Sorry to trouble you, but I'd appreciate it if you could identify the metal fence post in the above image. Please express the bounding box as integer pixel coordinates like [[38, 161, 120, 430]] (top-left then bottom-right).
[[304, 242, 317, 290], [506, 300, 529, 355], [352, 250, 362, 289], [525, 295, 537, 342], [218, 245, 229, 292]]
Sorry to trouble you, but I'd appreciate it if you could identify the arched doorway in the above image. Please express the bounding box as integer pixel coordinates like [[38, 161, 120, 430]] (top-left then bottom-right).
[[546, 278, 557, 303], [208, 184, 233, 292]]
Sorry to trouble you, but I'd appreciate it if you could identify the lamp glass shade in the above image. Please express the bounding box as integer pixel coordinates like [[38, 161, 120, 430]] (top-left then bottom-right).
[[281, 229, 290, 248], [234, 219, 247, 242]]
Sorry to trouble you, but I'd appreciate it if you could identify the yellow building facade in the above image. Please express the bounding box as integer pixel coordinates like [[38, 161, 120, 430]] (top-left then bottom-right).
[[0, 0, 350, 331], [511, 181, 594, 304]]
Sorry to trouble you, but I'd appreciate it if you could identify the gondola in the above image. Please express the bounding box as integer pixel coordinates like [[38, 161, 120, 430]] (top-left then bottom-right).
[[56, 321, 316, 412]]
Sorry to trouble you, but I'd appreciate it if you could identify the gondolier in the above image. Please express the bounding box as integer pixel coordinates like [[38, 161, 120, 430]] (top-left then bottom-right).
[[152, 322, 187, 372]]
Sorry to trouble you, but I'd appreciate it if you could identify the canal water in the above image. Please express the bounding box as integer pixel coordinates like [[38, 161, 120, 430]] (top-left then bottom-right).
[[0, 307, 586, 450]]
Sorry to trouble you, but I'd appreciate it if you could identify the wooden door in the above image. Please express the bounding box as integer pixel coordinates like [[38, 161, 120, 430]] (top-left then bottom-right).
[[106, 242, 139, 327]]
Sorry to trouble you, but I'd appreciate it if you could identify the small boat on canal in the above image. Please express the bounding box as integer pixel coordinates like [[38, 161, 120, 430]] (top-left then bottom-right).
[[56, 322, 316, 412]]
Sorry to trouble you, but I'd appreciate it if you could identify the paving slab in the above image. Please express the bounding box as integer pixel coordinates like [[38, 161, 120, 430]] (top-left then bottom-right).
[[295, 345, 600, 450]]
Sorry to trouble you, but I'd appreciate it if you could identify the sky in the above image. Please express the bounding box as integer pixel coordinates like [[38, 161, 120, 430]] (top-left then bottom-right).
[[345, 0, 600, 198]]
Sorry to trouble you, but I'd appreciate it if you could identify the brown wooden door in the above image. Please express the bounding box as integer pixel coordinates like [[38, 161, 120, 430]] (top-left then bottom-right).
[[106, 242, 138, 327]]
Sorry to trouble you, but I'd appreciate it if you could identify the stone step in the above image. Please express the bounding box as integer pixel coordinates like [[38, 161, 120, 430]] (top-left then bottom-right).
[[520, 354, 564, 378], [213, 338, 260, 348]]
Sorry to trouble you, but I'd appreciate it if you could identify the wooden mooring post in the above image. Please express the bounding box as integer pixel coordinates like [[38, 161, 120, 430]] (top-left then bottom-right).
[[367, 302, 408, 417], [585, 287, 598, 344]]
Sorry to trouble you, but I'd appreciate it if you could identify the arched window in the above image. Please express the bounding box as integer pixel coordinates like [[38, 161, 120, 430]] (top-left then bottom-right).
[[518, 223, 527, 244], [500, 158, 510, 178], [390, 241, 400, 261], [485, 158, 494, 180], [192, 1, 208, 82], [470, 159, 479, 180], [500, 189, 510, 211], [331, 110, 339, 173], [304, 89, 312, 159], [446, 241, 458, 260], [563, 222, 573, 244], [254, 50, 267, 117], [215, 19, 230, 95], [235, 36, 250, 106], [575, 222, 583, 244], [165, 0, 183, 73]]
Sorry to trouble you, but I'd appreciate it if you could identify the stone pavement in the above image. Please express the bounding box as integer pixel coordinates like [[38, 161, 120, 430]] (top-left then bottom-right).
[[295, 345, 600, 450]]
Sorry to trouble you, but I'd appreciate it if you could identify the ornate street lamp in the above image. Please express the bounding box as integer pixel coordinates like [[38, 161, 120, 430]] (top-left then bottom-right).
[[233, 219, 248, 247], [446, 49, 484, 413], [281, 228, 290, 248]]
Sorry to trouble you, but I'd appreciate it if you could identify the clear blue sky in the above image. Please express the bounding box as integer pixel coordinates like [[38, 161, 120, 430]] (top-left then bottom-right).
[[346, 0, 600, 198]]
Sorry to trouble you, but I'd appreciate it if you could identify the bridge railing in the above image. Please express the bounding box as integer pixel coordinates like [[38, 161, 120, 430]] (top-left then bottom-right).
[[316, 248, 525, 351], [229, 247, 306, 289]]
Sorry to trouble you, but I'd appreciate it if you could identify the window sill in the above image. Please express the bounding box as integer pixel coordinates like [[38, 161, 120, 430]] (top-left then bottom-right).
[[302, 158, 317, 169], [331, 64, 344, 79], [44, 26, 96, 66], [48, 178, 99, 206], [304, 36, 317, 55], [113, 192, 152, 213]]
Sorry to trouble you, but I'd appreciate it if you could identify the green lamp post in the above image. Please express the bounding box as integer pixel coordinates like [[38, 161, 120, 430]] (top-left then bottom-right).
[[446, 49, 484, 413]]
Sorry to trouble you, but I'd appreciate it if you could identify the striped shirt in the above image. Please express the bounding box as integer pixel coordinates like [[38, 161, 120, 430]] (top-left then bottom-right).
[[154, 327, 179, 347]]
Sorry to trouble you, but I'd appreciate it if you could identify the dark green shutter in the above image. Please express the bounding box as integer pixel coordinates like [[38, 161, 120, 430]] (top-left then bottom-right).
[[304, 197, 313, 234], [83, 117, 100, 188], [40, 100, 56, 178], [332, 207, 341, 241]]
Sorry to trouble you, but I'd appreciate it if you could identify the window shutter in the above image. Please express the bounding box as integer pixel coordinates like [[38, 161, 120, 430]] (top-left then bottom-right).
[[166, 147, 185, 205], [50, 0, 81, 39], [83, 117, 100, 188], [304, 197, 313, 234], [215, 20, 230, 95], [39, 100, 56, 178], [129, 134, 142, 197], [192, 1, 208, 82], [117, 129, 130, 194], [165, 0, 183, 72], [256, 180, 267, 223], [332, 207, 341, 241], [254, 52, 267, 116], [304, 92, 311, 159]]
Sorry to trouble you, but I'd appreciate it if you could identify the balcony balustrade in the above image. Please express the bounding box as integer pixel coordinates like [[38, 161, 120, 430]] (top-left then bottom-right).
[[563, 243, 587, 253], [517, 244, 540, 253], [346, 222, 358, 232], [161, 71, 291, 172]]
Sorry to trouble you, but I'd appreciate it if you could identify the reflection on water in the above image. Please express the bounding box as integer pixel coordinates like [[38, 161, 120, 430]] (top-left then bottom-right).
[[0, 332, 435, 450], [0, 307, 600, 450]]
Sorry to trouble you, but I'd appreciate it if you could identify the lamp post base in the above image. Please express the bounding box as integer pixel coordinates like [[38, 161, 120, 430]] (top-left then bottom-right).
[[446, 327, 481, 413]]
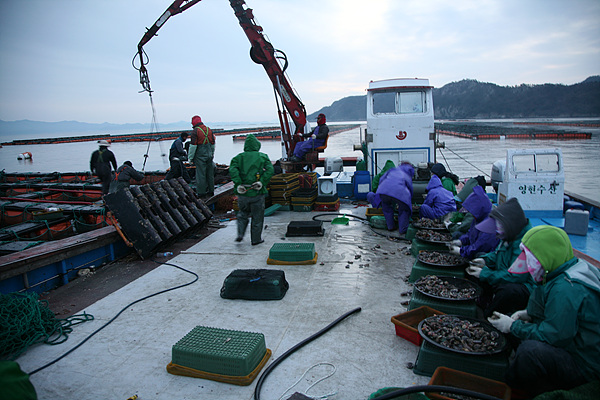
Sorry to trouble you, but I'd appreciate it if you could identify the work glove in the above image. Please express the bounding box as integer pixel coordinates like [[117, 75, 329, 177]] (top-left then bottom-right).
[[465, 265, 482, 278], [510, 310, 531, 322], [488, 311, 515, 333], [450, 246, 460, 256], [469, 258, 485, 268]]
☆ ☆ ☆ ☆
### [Exercise]
Copy every row above word for word, leaving out the pictures.

### [Answer below]
Sorry to trouble you, but I'd appreciate it if you could identify the metal fence post in the above image. Please express the bounding box as integer pixel coordinates like [[38, 161, 120, 430]] (top-left then bottom-right).
[[304, 242, 317, 290], [506, 300, 529, 355], [352, 250, 362, 289], [525, 295, 537, 342], [218, 245, 229, 292]]
Sorry to trouble you, but I'd appreciate it if you could identify the arched doorway in the above image. Please express the bounding box as integer pixel coordinates like [[38, 161, 120, 430]] (top-left then bottom-right).
[[546, 278, 557, 303], [208, 184, 233, 292]]
Sorry to trouble you, but I'd appreciate it if you could identify the lamp glass shade in the above image. Please express the bounding box as integer pixel coordinates like [[38, 161, 120, 430]] (top-left then bottom-right).
[[281, 229, 290, 248], [234, 219, 247, 242]]
Sorry to trouble you, but I'd appreciate it if you could identify the yellow building facade in the above image. Please express the bounding box as integer pixel coordinates like [[38, 161, 120, 430]] (top-left then bottom-right).
[[0, 0, 350, 331], [511, 181, 594, 304]]
Sorry to trouble you, but I'd appreciate it if you could identify the gondola in the above image. Please express the bounding box as integer pixel coordinates like [[38, 161, 120, 430]] (top-left then bottom-right).
[[56, 321, 316, 412]]
Sorry to trouble you, but I'd appreciate it if you could identify the gondolier in the above image. Please express the bounding box as integer pixel coordinates like [[38, 161, 120, 430]] (top-left then bottom-right).
[[152, 322, 187, 372]]
Sorry to trouble you, but I'd appreciate it if you could identify the canal water in the above image. Please express the bounding box as integer pixel coordinates like [[38, 161, 120, 430]] (top-left then bottom-right).
[[0, 307, 586, 450]]
Sorry to trouble you, but I'd appreciate it if you could identify the wooden door in the above image. Please express the bounding box as integer pixel coordinates like [[38, 161, 120, 430]] (top-left then bottom-right).
[[106, 242, 139, 327]]
Sorry to trouble you, but I'd appreciate it if you could identify the small boat on canal in the above image. Please express the bounding box as integer pixel coordinates like [[38, 161, 120, 430]] (top-left then bottom-right).
[[56, 322, 316, 412]]
Sorry to trouble you, but I'd appreciate it if you could identify the paving slab in the above image. Please express the bounding box as integer pixel coordinates like [[38, 161, 120, 430]] (top-left then bottom-right).
[[295, 345, 600, 450]]
Sorry to trouble you, but I'd appreciate it if you could identify the sky in the above image. Please express the bounding box as integer pixel coordinates like [[38, 161, 120, 430]] (top-left then bottom-right).
[[345, 0, 600, 198]]
Sorry to trouble you, but I'd appreciate it if you could identify the brown wooden door in the above image. Please express the bounding box as integer pixel coordinates like [[38, 161, 120, 430]] (top-left then bottom-right).
[[106, 242, 138, 327]]
Sorry to trouble you, but I'd appreciate it if you could identify the stone step in the above image. Please express the bounding box as integer pixel coordinates like [[38, 161, 120, 430]] (top-left then bottom-right).
[[520, 354, 564, 378], [213, 338, 260, 348]]
Sorry to trouble you, but I'd appreciate it if you could identify the wooden mooring post in the above image. Please express the bounding box as integer pixel coordinates like [[38, 161, 120, 430]] (top-left then bottom-right).
[[367, 302, 408, 417], [585, 287, 598, 344]]
Sorry to trouble you, but I'd appreciate it if you could identify the arched window in the above image. Please express the bounding box as integer pixel coordinates like [[38, 161, 120, 430]] (top-left then bottom-right).
[[518, 223, 527, 244], [500, 158, 510, 178], [390, 241, 400, 261], [485, 158, 494, 180], [192, 1, 208, 82], [470, 159, 479, 180], [500, 189, 510, 211], [331, 110, 339, 173], [304, 89, 312, 159], [446, 241, 458, 260], [563, 222, 573, 244], [254, 50, 267, 117], [215, 19, 230, 95], [235, 36, 250, 106], [575, 222, 583, 244], [165, 0, 183, 73]]
Sorry to trouble you, but I'd appreciate it if you could identify the stone pavement in the above image. Please express the bounding box as integer pixel coordinates like [[38, 161, 120, 430]] (top-left then bottom-right).
[[295, 345, 600, 450]]
Sorry to trouble you, but I'd appreciate it if you could identify the ornate street lamp in the above image. Please express the bounding box as integer pixel coordinates like [[38, 161, 120, 430]] (top-left then bottom-right).
[[233, 219, 248, 247], [446, 49, 484, 413], [281, 228, 290, 248]]
Sorry to trouble you, but I'd appreciate it if you could identify the clear blue sky in the above image. Please express the bounding box as integer pixel coordinates like [[38, 161, 120, 430]] (top-left then bottom-right).
[[346, 0, 600, 198]]
Sorry to trouble you, but I'd appreciate it if you could identify the bridge railing in the above image. Please express the bounding box as integer pixel coordinates like [[38, 161, 120, 430]] (top-left then bottom-right).
[[316, 248, 525, 351], [229, 247, 306, 289]]
Sorry to trouble you, but I'd appreciate it if you could identify the window sill in the above image. Please express the bounding box as integer pixel coordinates like [[38, 161, 120, 430]] (top-left then bottom-right).
[[302, 158, 317, 169], [331, 64, 344, 79], [44, 26, 96, 66], [48, 178, 99, 206], [304, 36, 317, 55], [113, 192, 152, 213]]
Sorry to trouble you, but I'd appreciate it if you could identify the green lamp post in the above image. Please express the bounding box as integer pixel coordinates like [[38, 161, 120, 430]] (top-left then bottom-right).
[[446, 49, 484, 413]]
Sorry to trouble you, but I'd appreciate it if you could identify the striped shirt in the above image. Please express the bounding box as integer pixel coordinates like [[38, 161, 120, 430]] (top-left then bottom-right).
[[154, 327, 179, 347]]
Sorry to trouble you, but I'd appreciate it if you could identify the dark green shutter in the above image. Please express the bounding box as integer pixel coordinates like [[38, 161, 120, 430]] (top-left then bottom-right).
[[304, 197, 313, 234], [83, 117, 100, 188], [40, 100, 56, 178], [332, 207, 341, 241]]
Sorry to trouble you, but I'd appreciate it if you could identify the window shutter in the above image. Please express the bounding box as integer pixel coordinates like [[38, 161, 120, 430]] (top-left then bottom-right).
[[166, 147, 185, 205], [50, 0, 81, 39], [83, 117, 100, 188], [304, 197, 313, 234], [215, 20, 230, 95], [39, 100, 56, 178], [129, 134, 142, 197], [192, 1, 208, 82], [117, 129, 130, 194], [165, 0, 183, 72], [256, 180, 267, 223], [332, 207, 341, 241], [254, 52, 267, 116], [304, 92, 311, 159]]
Sorry to trouble you, but I'd appreciate it if you could identify the balcony balustrade in the above image. Please express the bounding box as integer pixel coordinates like [[38, 161, 120, 430]] (top-left then bottom-right).
[[563, 243, 587, 253], [517, 244, 540, 253], [346, 222, 358, 232], [161, 71, 291, 172]]
Sorry to trouble you, but I'd appreciate it if you could identify the reflection on water in the above image. Please express the bounding box as integer pixel coordinates like [[38, 161, 120, 430]] (top-left then bottom-right).
[[0, 332, 435, 450], [0, 307, 600, 450]]
Sorry to trouble you, but I'd appreciate it if you could identify the lamp post base in the above image. Please express the bounding box as integer pixel coordinates like [[38, 161, 120, 430]] (top-left then bottom-right).
[[446, 327, 481, 413]]
Sorry to trouble you, but I'd appreciate it if you could identify the work glove in the above image. Please express the bounding box as integer pixel coordinates like [[117, 75, 329, 177]] (top-left then bottom-right).
[[465, 265, 482, 278], [510, 310, 531, 322], [488, 311, 515, 333], [450, 246, 460, 256], [469, 258, 485, 268]]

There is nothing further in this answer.